[Try it]:
The entire listing below is to be written out exactly, minus the pictures.

[Records]:
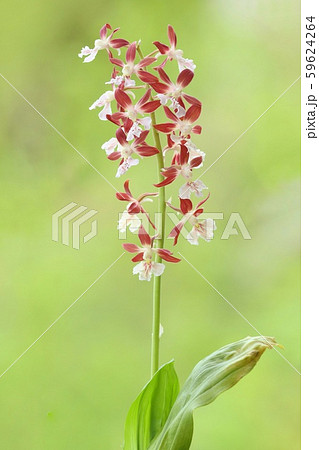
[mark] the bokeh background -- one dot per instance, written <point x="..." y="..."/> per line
<point x="72" y="390"/>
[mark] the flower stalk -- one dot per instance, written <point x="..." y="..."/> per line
<point x="157" y="286"/>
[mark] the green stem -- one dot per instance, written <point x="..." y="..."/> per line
<point x="159" y="243"/>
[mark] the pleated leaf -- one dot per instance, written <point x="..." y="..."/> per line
<point x="211" y="377"/>
<point x="150" y="410"/>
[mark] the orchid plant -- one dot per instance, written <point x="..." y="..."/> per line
<point x="162" y="416"/>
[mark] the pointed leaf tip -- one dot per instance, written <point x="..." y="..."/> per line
<point x="211" y="377"/>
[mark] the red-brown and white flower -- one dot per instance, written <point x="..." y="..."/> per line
<point x="184" y="125"/>
<point x="181" y="166"/>
<point x="121" y="148"/>
<point x="172" y="53"/>
<point x="204" y="228"/>
<point x="129" y="67"/>
<point x="132" y="221"/>
<point x="174" y="143"/>
<point x="135" y="204"/>
<point x="104" y="102"/>
<point x="104" y="43"/>
<point x="145" y="254"/>
<point x="129" y="113"/>
<point x="167" y="90"/>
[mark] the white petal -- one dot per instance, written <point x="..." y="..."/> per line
<point x="185" y="191"/>
<point x="192" y="236"/>
<point x="146" y="122"/>
<point x="126" y="164"/>
<point x="106" y="110"/>
<point x="134" y="131"/>
<point x="162" y="98"/>
<point x="110" y="145"/>
<point x="91" y="56"/>
<point x="157" y="269"/>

[Reply]:
[mark] the bokeh background -- one dot per instance, written <point x="..." y="..."/> per line
<point x="72" y="390"/>
[mark] the flower stalk -- one dot per instance, written <point x="..." y="..."/> per line
<point x="157" y="286"/>
[mark] the green stem -- one dot per instance, written <point x="..." y="..."/> per line
<point x="159" y="243"/>
[mark] the pleated leaf -- one dot per instance, written <point x="..." y="..."/> per line
<point x="211" y="377"/>
<point x="150" y="410"/>
[mark] the orchid plant -- one dot per instance, written <point x="..." y="..."/> per line
<point x="162" y="416"/>
[mark] the pointed leaf tip -- one dot per instance, written <point x="..." y="..."/> per line
<point x="211" y="377"/>
[mark] the red-brown and white flower -- one dot per instance, written <point x="..." y="..."/> per line
<point x="184" y="125"/>
<point x="181" y="166"/>
<point x="121" y="148"/>
<point x="172" y="53"/>
<point x="204" y="228"/>
<point x="129" y="67"/>
<point x="132" y="221"/>
<point x="174" y="143"/>
<point x="135" y="204"/>
<point x="104" y="102"/>
<point x="104" y="43"/>
<point x="145" y="254"/>
<point x="129" y="113"/>
<point x="167" y="90"/>
[mark] the white petal -- one dot per instance, written <point x="..." y="..."/> per line
<point x="185" y="191"/>
<point x="192" y="236"/>
<point x="146" y="122"/>
<point x="126" y="164"/>
<point x="106" y="110"/>
<point x="134" y="131"/>
<point x="162" y="98"/>
<point x="110" y="145"/>
<point x="91" y="56"/>
<point x="157" y="269"/>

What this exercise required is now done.